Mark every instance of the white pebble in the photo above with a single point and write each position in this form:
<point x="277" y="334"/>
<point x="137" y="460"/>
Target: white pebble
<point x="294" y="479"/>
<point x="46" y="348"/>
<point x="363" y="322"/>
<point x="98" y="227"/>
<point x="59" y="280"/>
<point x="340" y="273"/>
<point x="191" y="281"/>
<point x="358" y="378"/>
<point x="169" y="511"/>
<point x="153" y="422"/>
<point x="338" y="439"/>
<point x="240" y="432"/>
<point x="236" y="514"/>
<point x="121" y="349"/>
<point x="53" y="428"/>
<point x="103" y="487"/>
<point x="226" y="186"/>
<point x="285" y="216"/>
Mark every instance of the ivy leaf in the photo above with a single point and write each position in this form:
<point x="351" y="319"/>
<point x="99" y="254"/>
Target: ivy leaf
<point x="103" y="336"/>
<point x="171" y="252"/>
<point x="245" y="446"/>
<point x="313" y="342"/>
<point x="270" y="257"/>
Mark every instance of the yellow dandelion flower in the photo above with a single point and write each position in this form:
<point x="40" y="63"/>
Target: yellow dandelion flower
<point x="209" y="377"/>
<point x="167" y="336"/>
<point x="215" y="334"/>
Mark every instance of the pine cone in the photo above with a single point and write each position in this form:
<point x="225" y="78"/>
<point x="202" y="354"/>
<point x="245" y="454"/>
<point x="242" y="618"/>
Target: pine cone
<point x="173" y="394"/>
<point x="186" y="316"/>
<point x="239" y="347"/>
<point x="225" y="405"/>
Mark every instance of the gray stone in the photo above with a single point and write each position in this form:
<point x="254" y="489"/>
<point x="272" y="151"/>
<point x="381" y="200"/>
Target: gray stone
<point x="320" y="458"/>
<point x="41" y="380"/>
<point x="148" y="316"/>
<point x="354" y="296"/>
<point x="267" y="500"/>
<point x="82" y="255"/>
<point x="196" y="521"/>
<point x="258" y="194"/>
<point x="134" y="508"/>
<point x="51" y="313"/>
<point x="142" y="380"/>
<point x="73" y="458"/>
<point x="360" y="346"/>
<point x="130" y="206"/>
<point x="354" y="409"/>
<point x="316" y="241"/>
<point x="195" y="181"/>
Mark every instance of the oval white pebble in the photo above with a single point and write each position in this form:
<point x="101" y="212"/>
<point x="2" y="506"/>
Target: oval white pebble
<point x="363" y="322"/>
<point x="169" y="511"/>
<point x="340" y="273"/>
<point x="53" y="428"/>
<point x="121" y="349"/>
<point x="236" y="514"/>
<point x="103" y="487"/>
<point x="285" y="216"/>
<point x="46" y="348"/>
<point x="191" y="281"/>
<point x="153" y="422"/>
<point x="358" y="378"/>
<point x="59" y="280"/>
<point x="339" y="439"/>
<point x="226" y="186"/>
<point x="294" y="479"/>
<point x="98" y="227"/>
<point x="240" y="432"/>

══════════════════════════════

* **Given task**
Quote every record above exactly.

* **Solution below**
Mark every instance of the white pebble in the photo above with a single point and write each position in this form:
<point x="277" y="334"/>
<point x="137" y="460"/>
Target: white pebble
<point x="294" y="479"/>
<point x="46" y="348"/>
<point x="363" y="322"/>
<point x="98" y="227"/>
<point x="59" y="280"/>
<point x="340" y="273"/>
<point x="191" y="281"/>
<point x="358" y="378"/>
<point x="169" y="511"/>
<point x="153" y="422"/>
<point x="338" y="439"/>
<point x="240" y="432"/>
<point x="236" y="514"/>
<point x="121" y="349"/>
<point x="53" y="428"/>
<point x="103" y="487"/>
<point x="226" y="186"/>
<point x="285" y="216"/>
Mark every instance of the ivy leaf in the photo above with a single point and write each position in this form:
<point x="351" y="319"/>
<point x="99" y="254"/>
Target: ivy leaf
<point x="103" y="336"/>
<point x="171" y="252"/>
<point x="245" y="446"/>
<point x="313" y="342"/>
<point x="270" y="257"/>
Mark every instance of the yellow dandelion flower in the photo above with a single point and write each position in this form:
<point x="40" y="63"/>
Target: yellow dandelion flower
<point x="209" y="377"/>
<point x="167" y="336"/>
<point x="215" y="334"/>
Mark every instance of the pine cone in the photo above with a single point and write each position in this form:
<point x="225" y="78"/>
<point x="202" y="354"/>
<point x="245" y="454"/>
<point x="242" y="618"/>
Target: pine cone
<point x="173" y="394"/>
<point x="186" y="316"/>
<point x="239" y="347"/>
<point x="225" y="405"/>
Mark every instance of the gray stone in the photo above with a single point and write each position in this form:
<point x="254" y="489"/>
<point x="272" y="151"/>
<point x="381" y="200"/>
Target: gray stone
<point x="320" y="458"/>
<point x="41" y="380"/>
<point x="148" y="316"/>
<point x="354" y="296"/>
<point x="267" y="500"/>
<point x="82" y="255"/>
<point x="196" y="521"/>
<point x="258" y="194"/>
<point x="134" y="508"/>
<point x="51" y="313"/>
<point x="142" y="380"/>
<point x="73" y="458"/>
<point x="360" y="346"/>
<point x="130" y="206"/>
<point x="354" y="409"/>
<point x="316" y="241"/>
<point x="195" y="181"/>
Mark every instance of the oval white pebble in the photo above with a single point and write each position in this form:
<point x="101" y="212"/>
<point x="2" y="506"/>
Target: oval white pebble
<point x="363" y="322"/>
<point x="169" y="511"/>
<point x="340" y="273"/>
<point x="53" y="428"/>
<point x="121" y="349"/>
<point x="236" y="514"/>
<point x="103" y="487"/>
<point x="285" y="216"/>
<point x="46" y="348"/>
<point x="191" y="281"/>
<point x="153" y="422"/>
<point x="358" y="378"/>
<point x="59" y="280"/>
<point x="339" y="439"/>
<point x="226" y="186"/>
<point x="294" y="479"/>
<point x="98" y="227"/>
<point x="240" y="432"/>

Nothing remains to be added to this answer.